┏━━

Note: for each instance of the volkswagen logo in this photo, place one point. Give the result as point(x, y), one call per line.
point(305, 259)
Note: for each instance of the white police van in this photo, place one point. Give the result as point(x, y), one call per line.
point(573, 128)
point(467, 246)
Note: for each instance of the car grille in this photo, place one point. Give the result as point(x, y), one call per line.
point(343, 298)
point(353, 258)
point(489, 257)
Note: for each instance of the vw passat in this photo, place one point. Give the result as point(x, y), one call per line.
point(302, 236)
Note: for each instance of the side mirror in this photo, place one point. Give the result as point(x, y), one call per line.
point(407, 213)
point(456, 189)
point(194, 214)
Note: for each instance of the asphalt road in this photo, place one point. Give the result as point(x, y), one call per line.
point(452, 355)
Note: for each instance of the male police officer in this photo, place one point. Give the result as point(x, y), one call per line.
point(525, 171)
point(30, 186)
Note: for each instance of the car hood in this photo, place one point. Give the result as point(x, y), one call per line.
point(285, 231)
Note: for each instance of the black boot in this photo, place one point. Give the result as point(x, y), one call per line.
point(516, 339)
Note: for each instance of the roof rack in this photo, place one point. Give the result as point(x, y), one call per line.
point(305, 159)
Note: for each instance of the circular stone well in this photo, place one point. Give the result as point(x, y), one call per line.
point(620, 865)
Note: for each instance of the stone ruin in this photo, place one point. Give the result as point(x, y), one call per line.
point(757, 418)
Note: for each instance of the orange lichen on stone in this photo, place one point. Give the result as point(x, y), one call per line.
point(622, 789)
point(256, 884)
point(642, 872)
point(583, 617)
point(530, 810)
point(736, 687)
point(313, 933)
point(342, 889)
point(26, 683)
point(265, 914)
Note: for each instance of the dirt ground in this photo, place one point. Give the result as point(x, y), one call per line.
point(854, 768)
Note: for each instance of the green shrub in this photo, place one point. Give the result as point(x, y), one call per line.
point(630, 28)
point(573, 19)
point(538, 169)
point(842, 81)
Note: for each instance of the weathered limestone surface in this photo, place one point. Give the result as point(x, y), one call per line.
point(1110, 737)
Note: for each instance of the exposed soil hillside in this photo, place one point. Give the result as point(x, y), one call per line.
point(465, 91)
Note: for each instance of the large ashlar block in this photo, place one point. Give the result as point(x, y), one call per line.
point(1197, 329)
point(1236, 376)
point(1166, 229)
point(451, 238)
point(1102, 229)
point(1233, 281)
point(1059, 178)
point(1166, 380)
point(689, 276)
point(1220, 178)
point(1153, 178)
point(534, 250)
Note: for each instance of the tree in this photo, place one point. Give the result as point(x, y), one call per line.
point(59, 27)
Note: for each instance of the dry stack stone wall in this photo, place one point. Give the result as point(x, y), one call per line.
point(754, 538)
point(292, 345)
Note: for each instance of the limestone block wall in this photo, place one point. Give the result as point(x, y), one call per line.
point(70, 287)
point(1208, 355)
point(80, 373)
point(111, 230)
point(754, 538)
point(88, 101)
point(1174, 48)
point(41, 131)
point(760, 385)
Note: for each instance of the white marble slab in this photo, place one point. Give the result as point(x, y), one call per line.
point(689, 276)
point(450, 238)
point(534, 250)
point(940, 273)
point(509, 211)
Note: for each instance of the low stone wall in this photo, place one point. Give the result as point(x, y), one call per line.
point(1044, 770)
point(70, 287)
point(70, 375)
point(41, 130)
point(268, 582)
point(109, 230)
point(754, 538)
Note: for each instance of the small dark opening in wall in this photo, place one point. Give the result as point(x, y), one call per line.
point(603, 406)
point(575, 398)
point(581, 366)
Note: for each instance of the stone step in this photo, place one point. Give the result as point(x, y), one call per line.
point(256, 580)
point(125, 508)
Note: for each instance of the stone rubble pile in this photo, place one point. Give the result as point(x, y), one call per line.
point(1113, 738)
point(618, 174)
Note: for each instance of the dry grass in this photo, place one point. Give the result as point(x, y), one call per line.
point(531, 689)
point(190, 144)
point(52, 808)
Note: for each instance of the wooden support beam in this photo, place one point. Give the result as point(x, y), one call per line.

┗━━

* _Task directions_:
Copy out each entry once more, character for character.

* _Answer for this exercise_:
Note: for each instance of the volkswagen logo in this photo, place one point. Give the result as point(x, y), one call per line.
point(305, 259)
Note: for each instance of the white police van in this photo, place one point. Give the result as point(x, y), one call per line.
point(573, 128)
point(467, 246)
Note: for each instance of the car grille in this photo, place one point. Give the result as point(x, y), one call per line.
point(343, 298)
point(353, 258)
point(489, 257)
Note: for each instance of the vw passat in this photo, place one point. Give the result as point(x, y), one call per line.
point(302, 236)
Note: for each instance of the side mirror in this photo, place one point. Give the result as point(x, y), one call per line.
point(407, 213)
point(456, 189)
point(194, 214)
Note: for each instance of the asphalt road in this photo, place one point. Give the result as point(x, y), one call per line.
point(452, 355)
Note: for each instance of the male police officer in this photo, place one point. Give the result as point(x, y), one call per line.
point(525, 171)
point(30, 186)
Note: for each instance of the car hood in this photo, place one point. Give the result as point(x, y), one call per line.
point(285, 231)
Note: for each instance of the black boot in this photo, place one point. Give the result as point(x, y), one call per line.
point(516, 339)
Note: for each instance of the roof rack in this photo, place one point. Give the result as point(x, y), one call per line.
point(305, 159)
Note: for each instance of the circular stone well in this photo, place one point. Give the result as point(x, y), one call per line.
point(620, 865)
Note: for each instance of the stone ruin in this photo, place one point. Give the result as point(x, y), one call per line.
point(757, 418)
Note: for each instance of the orange lichen on stone in this photo, place one point. Give the result as point(x, y), one call per line.
point(622, 789)
point(256, 884)
point(642, 872)
point(583, 617)
point(530, 810)
point(736, 687)
point(313, 933)
point(342, 889)
point(26, 683)
point(265, 914)
Note: for each instance of the dirt ground in this photo, place one point. Give the result as point(x, y), one call per line.
point(854, 768)
Note: for each instance of the green shrub in this photo, place one point. Give the result as point(x, y), one call per line.
point(630, 28)
point(573, 19)
point(538, 169)
point(842, 81)
Note: for each instance of the weathered limestone surface in this photo, place one point. Give the result as point(x, y), one call per line.
point(1110, 737)
Note: for each instance of the exposed soil hillside in this photo, place one point. Give the result as point(x, y), one call per line.
point(465, 91)
Note: for each instance of the large ashlar block in this photo, place one point. Give the result as point(x, y), one call per line.
point(1197, 329)
point(1236, 376)
point(1166, 229)
point(451, 238)
point(1102, 229)
point(1233, 281)
point(1059, 178)
point(1166, 380)
point(689, 276)
point(1220, 178)
point(1153, 178)
point(534, 250)
Note: for each instance of the tree in this photo, place one point. Give the result as point(x, y), one call per line.
point(59, 27)
Note: for each instance of the dry stack stone wall in this photo, place one point. Give the result as point(x, y), one call per line.
point(754, 538)
point(292, 345)
Note: for each instance of the limestone block wall in this photo, place one point. Give the result as point(x, y), one call per line.
point(70, 287)
point(1208, 355)
point(80, 373)
point(111, 230)
point(754, 538)
point(88, 101)
point(1174, 48)
point(41, 131)
point(760, 385)
Note: for each instance of the white marble slab in this photo, place one point. Give the result as point(x, y), one call per line.
point(689, 276)
point(450, 238)
point(534, 250)
point(940, 273)
point(509, 211)
Note: for each instance of the low stone wall in this photo, place one point. Give the result as point(x, y), one call per line.
point(1044, 770)
point(70, 287)
point(70, 375)
point(41, 130)
point(268, 582)
point(109, 230)
point(754, 538)
Note: for each instance of the small dark opening in wall in this photo, place one point. Give the result as point(x, y), one call per line.
point(603, 406)
point(575, 398)
point(581, 366)
Note: for each instance of the stone step in this photo, place one point. Give the result as point(x, y), one call per line.
point(256, 580)
point(125, 508)
Note: for each instance of the stone rubble pile in this photo, place one point. Give the result as point(x, y), one call per line.
point(1113, 738)
point(618, 174)
Note: for each instance of the dry grass in this photo, place one point. Give the result as point(x, y), one call per line.
point(531, 689)
point(190, 144)
point(52, 808)
Note: for each instance of the wooden support beam in this photo, place one point. Give the result as point(x, y), one call per line.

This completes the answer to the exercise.